→ 問題の詳細: 以下のカニエ・ウェストに関する記事から、「アーティストのカムアップエピソード」で始まり「の重要性は度々紹介してきた。」で終わる部分を一字一句違えずに書き写してください。

9th Wonderが語るカニエ・ウェストのエピソードから学べること。「観客からは拍手もなかった」

New Kaz Skellington!

 

 

アーティストのカムアップエピソード

アーティストはいつどんな時に爆発的に知名度があがるかわからない。むしろ今まで全く評価されなかったものが、とあることをきっかけに評価されるようになったりもする。アーティスト自身は「同じ表現」をしていたとしても、シチュエーションによってその世間的「価値」が変わってきたりする。その変動する不確定なもののなかで、世間的な価値に「寄せる」のではなく、自身の表現を作り続けることの重要性は度々紹介してきた。

ScHoolboy Qのアドバイスから考える「アーティスト」であること

今回は9th Wonderが投稿した一連のツイートからカニエ・ウェストのエピソードを紹介したい。カニエ・ウェストは元々「世間に認められない自信家」というキャラであったが、その彼のパーソナリティがよく現れているエピソードであり、そんなパーソナリティが彼の成功にどのように影響したかが見えてくる。

こちらは9th Wonderがカニエ・ウェストとの思い出を語っているものだが、まずは彼との出会いについて語る。

 

9th:はじめてカニエに会ったのは2003年だ。ホテルのロビーでPhonteがカニエを見つけたから、俺らは彼らの元に行って自己紹介をした。そしたら彼は「お前らが誰かは知ってるよ。一緒に曲を作りたいんだけど」って言った。ツイート

だから俺らはその後スタジオに入って、「I See Now」となるものを作った。彼は俺らに「いやーシャシャレないわ。お前らはホットなビートを持ってるな」って言った。楽曲を完成させて、彼は後に「Workout Plan」「Jesus Walks」「Spaceships」となるビートを聞かせてくれた。これらのビートは複数のレーベルが「いらない」と拒否したものだった。ツイート

彼はこれらの曲を流しながら「世間の奴らは俺が何をやろうとしているのか理解してないんだ。こういう人生や生活についての音楽だ。」って繰り返してていた。その時俺らはLittle Brotherに関してもそう思っていた。人生についての音楽だ。ツイート

 

カニエと出会ったときのこと、そして彼と一緒に楽曲制作をしたときのことをツイートとした。2003年といえばまだ「The College Dropout」がリリースされる前で、彼はプロデューサーとしては評価されていたが「アーティスト」としてはなかなかレーベル契約を勝ち取れずにいたのだ。そんな彼の口癖は「皆は俺がやろうとしていることを理解していない」であった。この彼の自分の表現を疑わない信念が彼の一番の強みとなった。

(データセットに含まれるレコード)

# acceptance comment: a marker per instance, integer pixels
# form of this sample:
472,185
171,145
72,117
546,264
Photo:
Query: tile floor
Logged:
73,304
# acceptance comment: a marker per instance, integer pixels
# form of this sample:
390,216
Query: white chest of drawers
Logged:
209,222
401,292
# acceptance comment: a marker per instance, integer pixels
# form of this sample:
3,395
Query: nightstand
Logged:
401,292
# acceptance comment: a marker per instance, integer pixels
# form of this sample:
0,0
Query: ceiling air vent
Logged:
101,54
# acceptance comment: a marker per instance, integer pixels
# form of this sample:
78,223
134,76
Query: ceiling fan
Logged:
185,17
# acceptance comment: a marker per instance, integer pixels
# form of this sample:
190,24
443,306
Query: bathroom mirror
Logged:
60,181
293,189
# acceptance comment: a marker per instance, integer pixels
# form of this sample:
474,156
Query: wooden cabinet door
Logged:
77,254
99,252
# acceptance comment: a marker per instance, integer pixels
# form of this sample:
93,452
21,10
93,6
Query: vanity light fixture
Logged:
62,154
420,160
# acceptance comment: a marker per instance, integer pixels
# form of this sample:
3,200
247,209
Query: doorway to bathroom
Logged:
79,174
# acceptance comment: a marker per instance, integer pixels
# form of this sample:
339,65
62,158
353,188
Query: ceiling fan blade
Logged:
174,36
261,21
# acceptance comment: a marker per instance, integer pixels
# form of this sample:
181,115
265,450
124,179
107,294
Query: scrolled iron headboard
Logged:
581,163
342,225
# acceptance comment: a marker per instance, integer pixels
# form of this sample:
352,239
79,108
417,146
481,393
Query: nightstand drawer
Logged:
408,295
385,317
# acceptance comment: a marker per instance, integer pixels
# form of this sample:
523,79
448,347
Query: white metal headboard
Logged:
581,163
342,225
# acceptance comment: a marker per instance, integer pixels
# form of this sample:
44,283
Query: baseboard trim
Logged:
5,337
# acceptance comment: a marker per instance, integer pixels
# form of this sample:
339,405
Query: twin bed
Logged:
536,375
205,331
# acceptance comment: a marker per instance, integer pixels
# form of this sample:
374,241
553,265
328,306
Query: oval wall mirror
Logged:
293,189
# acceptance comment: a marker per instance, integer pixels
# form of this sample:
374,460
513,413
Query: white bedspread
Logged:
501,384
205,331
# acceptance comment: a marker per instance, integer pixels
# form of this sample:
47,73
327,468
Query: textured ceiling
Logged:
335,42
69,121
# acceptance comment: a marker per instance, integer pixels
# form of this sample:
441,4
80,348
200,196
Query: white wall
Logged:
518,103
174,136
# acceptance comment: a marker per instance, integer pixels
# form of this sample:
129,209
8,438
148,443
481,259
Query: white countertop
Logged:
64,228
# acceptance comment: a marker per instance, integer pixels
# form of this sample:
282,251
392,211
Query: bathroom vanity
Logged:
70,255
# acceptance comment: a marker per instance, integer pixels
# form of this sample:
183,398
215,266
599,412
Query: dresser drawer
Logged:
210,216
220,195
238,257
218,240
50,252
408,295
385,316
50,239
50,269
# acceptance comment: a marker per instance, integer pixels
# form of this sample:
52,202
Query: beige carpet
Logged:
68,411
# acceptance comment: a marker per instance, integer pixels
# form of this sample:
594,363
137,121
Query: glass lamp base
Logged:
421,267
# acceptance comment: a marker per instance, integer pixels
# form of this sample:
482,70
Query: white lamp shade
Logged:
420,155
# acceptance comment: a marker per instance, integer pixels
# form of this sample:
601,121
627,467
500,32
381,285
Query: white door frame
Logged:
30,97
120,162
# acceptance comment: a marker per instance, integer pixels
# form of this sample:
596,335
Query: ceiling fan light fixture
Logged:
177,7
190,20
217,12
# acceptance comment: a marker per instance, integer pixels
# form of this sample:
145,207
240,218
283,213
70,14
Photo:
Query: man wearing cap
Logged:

→ 解答全文:
アーティストのカムアップエピソード

アーティストはいつどんな時に爆発的に知名度があがるかわからない。むしろ今まで全く評価されなかったものが、とあることをきっかけに評価されるようになったりもする。アーティスト自身は「同じ表現」をしていたとしても、シチュエーションによってその世間的「価値」が変わってきたりする。その変動する不確定なもののなかで、世間的な価値に「寄せる」のではなく、自身の表現を作り続けることの重要性は度々紹介してきた。